_Problem description_
Find where "Double-check request: the white curtain" appears in the records below, then return that line and every later line exactly, stopping only at the last line.

Records provided Start Marker

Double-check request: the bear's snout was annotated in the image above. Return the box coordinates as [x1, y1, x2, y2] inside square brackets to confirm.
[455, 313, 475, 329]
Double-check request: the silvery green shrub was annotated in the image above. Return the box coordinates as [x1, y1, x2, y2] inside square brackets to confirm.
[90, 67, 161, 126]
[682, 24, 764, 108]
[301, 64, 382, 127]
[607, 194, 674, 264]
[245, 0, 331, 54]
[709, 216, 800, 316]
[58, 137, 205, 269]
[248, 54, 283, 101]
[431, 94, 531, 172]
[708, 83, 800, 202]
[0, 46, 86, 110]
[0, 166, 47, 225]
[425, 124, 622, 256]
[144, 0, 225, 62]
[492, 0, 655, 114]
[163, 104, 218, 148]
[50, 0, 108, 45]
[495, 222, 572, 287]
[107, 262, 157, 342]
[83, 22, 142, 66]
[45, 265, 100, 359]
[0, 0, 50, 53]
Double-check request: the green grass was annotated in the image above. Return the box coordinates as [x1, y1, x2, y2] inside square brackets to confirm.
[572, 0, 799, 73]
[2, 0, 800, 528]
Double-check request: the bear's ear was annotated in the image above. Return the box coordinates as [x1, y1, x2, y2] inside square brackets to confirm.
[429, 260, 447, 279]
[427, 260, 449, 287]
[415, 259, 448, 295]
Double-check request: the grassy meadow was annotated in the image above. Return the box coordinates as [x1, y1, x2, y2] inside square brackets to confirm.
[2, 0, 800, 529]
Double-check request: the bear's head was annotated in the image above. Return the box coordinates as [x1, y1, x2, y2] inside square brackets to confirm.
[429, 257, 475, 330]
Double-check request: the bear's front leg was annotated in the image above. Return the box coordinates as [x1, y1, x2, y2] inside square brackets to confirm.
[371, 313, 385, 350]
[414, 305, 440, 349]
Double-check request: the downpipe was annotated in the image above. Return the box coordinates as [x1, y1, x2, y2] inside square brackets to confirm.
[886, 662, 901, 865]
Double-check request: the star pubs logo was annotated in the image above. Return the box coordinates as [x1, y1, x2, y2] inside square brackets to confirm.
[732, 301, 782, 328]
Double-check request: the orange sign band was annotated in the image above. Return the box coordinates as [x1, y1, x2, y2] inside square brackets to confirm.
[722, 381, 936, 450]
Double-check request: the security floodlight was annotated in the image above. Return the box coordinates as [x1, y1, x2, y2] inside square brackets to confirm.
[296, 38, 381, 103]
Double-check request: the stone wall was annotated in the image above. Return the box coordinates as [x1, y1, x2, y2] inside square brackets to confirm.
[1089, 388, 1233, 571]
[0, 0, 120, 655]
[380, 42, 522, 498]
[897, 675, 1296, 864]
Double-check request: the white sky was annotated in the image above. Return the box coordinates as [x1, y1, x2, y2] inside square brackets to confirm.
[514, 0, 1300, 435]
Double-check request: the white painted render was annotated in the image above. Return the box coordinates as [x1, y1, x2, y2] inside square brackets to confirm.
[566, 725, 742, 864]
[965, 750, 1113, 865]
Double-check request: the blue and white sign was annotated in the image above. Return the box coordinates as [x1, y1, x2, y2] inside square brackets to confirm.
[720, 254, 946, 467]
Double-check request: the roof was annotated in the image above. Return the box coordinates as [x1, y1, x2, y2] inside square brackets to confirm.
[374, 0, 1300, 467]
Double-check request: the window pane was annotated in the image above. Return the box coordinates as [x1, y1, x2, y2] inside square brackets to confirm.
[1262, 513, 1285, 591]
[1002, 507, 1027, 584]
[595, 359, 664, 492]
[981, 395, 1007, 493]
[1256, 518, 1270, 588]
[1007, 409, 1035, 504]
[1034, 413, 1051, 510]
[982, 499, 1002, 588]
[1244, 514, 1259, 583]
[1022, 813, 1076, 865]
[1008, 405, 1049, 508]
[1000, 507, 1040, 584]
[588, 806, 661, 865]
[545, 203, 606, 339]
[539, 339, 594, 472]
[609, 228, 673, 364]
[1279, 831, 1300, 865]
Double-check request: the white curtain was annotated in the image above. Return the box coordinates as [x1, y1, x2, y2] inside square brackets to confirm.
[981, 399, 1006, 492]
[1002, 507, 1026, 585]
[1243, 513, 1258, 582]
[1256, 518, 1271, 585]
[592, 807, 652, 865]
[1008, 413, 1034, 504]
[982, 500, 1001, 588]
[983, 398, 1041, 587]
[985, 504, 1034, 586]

Records provided End Marker

_Exercise result_
Double-check request: the white curtain was annotated in the image above. Return the box coordinates as [x1, y1, x2, y2] inside square brackets to confirm.
[981, 399, 1006, 492]
[1002, 507, 1026, 585]
[1243, 513, 1258, 582]
[1256, 518, 1271, 585]
[592, 807, 652, 865]
[1008, 413, 1034, 504]
[982, 500, 1001, 588]
[983, 398, 1041, 587]
[985, 504, 1034, 586]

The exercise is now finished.